Input rows |
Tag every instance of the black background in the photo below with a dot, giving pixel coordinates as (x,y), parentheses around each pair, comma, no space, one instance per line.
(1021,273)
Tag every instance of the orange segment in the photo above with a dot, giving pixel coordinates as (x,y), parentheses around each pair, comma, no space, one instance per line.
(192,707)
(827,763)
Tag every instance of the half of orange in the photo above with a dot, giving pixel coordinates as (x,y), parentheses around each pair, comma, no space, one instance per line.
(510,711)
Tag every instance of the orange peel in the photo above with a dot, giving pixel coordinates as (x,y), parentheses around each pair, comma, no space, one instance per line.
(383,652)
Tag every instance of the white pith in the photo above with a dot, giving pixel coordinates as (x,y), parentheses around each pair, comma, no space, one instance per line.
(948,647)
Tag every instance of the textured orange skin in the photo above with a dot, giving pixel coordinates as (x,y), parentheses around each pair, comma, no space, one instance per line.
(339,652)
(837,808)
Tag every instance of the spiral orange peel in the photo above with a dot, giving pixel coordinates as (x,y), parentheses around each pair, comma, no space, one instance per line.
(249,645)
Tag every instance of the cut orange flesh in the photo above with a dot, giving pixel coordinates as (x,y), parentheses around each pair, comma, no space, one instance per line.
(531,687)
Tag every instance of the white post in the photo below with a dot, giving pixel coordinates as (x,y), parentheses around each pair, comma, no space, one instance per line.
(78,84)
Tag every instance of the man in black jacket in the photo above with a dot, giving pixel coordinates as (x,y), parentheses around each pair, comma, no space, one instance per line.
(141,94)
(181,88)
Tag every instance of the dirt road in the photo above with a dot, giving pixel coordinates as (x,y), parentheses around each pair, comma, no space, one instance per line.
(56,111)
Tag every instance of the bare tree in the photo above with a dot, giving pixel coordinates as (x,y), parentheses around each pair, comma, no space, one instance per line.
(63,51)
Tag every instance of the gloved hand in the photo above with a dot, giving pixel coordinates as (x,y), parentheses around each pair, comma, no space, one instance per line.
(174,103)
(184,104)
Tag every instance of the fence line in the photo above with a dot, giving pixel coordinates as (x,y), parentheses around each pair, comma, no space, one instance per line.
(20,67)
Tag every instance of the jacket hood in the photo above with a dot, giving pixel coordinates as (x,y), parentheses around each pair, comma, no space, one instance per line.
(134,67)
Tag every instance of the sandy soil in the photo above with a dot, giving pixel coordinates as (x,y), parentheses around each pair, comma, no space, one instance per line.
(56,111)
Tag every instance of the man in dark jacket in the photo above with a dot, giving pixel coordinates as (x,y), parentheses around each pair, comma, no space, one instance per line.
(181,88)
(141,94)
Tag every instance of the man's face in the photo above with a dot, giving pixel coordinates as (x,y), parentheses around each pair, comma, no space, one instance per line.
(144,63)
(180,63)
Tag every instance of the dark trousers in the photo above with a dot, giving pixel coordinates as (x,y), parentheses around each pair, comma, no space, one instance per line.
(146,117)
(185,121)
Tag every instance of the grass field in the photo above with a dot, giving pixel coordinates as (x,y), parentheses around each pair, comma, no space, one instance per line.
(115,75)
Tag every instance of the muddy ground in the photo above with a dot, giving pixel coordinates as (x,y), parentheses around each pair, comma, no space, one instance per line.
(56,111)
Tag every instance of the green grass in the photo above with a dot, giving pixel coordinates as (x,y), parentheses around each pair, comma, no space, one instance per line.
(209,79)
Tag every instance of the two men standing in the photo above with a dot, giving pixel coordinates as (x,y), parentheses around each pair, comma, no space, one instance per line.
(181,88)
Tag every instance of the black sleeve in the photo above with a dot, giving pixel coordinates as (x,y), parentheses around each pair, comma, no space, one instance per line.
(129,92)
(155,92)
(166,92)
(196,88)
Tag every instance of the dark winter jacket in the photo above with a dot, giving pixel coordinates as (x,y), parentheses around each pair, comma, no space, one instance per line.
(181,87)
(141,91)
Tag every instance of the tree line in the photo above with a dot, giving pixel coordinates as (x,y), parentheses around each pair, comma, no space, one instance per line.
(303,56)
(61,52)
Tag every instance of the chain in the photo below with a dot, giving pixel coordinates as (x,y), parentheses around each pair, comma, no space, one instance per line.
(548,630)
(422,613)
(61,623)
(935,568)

Written request | Convert every line of the entries above into a JSON list of strings, one string per line, omitting any blank lines.

Expected answer |
[
  "Tag every instance of the black background in the photo below with a dot, giving pixel coordinates as (x,y), parentheses around each pair, comma, no space, one instance per line.",
  "(1021,273)",
  "Tag every instance of the orange segment in the photo above with a dot, giving pixel coordinates as (x,y), parentheses around each pair, comma, no space, one instance per line.",
  "(192,707)",
  "(827,763)",
  "Tag every instance of the half of orange in the photo above with a dot, giving pixel coordinates as (x,y), parentheses around each pair, comma, no space, one instance per line.",
  "(510,711)",
  "Tag every instance of the orange peel in the photo above with a dot, giving pixel coordinates as (x,y), parentheses around each pair, comma, no space, one instance per line.",
  "(383,652)",
  "Tag every instance of the white pith in the photo above with a dot, giving pixel coordinates as (x,y), parentheses around each pair, comma, no space, one instance per line.",
  "(948,647)",
  "Tag every instance of the textured orange skin in the photo above with a dot, giving pixel coordinates as (x,y), parentheses around each pair, comma, no space, one instance per line.",
  "(339,652)",
  "(837,808)",
  "Tag every instance of the spiral orange peel in the photo above with a dot, giving pixel coordinates as (x,y), parentheses around each pair, comma, no space, one instance per line.",
  "(249,645)",
  "Tag every instance of the cut orange flesh in the photo above with a dot, giving pixel coordinates as (x,y), parentheses around each pair, comma, no space, one instance per line.",
  "(531,687)",
  "Tag every instance of the white post in the photo below with a dot, giving pixel coordinates as (x,y), parentheses around each pair, comma, no space, one instance per line.",
  "(78,84)",
  "Tag every instance of the man in black jacket in the photo above with a dot, giving pixel coordinates as (x,y), parentheses around each pair, comma, no space, one instance per line.",
  "(141,94)",
  "(181,88)",
  "Tag every instance of the dirt road in the photo above with a dot, giving pixel coordinates as (x,y), parentheses around each pair, comma, no space, one instance per line.",
  "(56,111)",
  "Tag every instance of the bare tree in the photo above with a dot, giving pixel coordinates as (x,y), parentheses around each pair, comma, no space, one instance per line.",
  "(63,51)",
  "Tag every instance of the gloved hand in the photo above with a dot, giving pixel coordinates as (x,y), parentheses around each pair, comma, no space, one instance per line.",
  "(174,103)",
  "(184,104)",
  "Tag every instance of the fence line in the photo above with a dot, giving pixel coordinates as (x,y), parentheses around each pair, comma, no space, one instance per line.",
  "(20,67)",
  "Tag every instance of the jacket hood in the photo above with a dot, giving pixel coordinates as (x,y), parentheses around each pair, comma, no space, one instance per line.",
  "(134,67)",
  "Tag every instance of the sandy soil in the photo above with a dot, giving pixel coordinates as (x,y), parentheses around each pair, comma, no space, one instance per line.",
  "(56,111)",
  "Tag every instance of the man in dark jacket in the photo above with a dot, giving pixel coordinates as (x,y), parentheses around each pair, comma, no space, one instance per line.",
  "(181,88)",
  "(141,94)",
  "Tag every instance of the man's face in the photo above with a dot, giving pixel coordinates as (x,y), parentheses around each pair, comma, no space, one instance per line.",
  "(144,63)",
  "(180,63)",
  "Tag every instance of the dark trousers in the photo above with a dot, giving pixel coordinates as (x,y), parentheses around each pair, comma, no space, one instance per line.",
  "(146,117)",
  "(185,121)",
  "Tag every instance of the grass field in the photo above with a dot, giving pixel coordinates as (x,y), parentheses around each pair, comma, no space, one instance per line.",
  "(115,75)",
  "Tag every instance of the muddy ground in the photo above with a dot, giving pixel coordinates as (x,y), parentheses around each pair, comma, no space, one instance per line.",
  "(56,111)",
  "Tag every instance of the green grass in the photo above with a dot, giving pixel coordinates as (x,y), parentheses around each pair, comma, no space, one instance per line.",
  "(209,79)",
  "Tag every instance of the two men standing in the photo above with a dot, giving pixel coordinates as (x,y), parentheses around each pair, comma, no space, one instance per line.",
  "(181,88)",
  "Tag every instance of the black sleeve in the photo above with a dot, giving pixel coordinates as (x,y), parentheses around each pair, comma, no space, one instance per line.",
  "(129,92)",
  "(155,92)",
  "(166,92)",
  "(196,88)",
  "Tag every instance of the dark winter jacket in the photo above with a dot, giving pixel coordinates as (x,y), parentheses around each pair, comma, no space, one instance per line.",
  "(181,87)",
  "(141,91)",
  "Tag every instance of the tree line in the photo above with a dot, giving pixel coordinates as (x,y), parentheses around each pair, comma, no space, one instance per line.",
  "(303,56)",
  "(61,52)",
  "Tag every instance of the chain in the photo below with a dot, giving pixel coordinates as (x,y), parentheses around each pair, comma, no space, one instance per line.",
  "(548,630)",
  "(422,613)",
  "(61,623)",
  "(935,568)"
]